Records
..............................
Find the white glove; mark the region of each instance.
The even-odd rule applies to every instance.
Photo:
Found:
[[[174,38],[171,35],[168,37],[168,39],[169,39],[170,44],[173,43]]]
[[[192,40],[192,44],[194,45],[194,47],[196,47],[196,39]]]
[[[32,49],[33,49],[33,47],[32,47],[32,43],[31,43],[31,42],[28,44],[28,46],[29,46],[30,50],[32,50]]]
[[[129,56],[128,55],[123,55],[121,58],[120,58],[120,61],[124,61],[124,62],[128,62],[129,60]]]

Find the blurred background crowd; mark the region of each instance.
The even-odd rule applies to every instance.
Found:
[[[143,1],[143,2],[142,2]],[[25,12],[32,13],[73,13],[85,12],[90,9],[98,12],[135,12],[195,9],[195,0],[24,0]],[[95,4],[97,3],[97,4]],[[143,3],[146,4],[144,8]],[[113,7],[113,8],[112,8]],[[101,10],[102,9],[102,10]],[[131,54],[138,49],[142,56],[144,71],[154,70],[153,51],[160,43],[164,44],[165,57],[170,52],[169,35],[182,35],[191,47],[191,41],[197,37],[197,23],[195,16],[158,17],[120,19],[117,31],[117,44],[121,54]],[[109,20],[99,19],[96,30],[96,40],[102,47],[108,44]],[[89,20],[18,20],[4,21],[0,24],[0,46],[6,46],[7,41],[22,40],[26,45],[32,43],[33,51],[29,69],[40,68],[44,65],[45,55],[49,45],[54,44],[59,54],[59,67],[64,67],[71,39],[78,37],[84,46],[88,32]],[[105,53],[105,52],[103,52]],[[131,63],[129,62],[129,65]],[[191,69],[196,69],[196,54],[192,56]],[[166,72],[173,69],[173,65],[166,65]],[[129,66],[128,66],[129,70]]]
..............................
*Exercise aim*
Rescale the listing from its first line through the line containing "[[[192,40],[192,44],[194,45],[194,47],[196,47],[196,39]]]", both lines included. Reproduce every line with the requests unchanged, multiply each polygon vertex coordinate in the answers by 0.65, and round each result to a whole number, with halves rounded up.

*Result of the task*
Find the white glove; mark the region of each instance.
The even-odd rule applies to every instance.
Photo:
Found:
[[[113,25],[111,23],[109,24],[109,25],[110,25],[111,29],[112,28]]]
[[[125,26],[125,29],[126,29],[126,31],[127,31],[127,25]]]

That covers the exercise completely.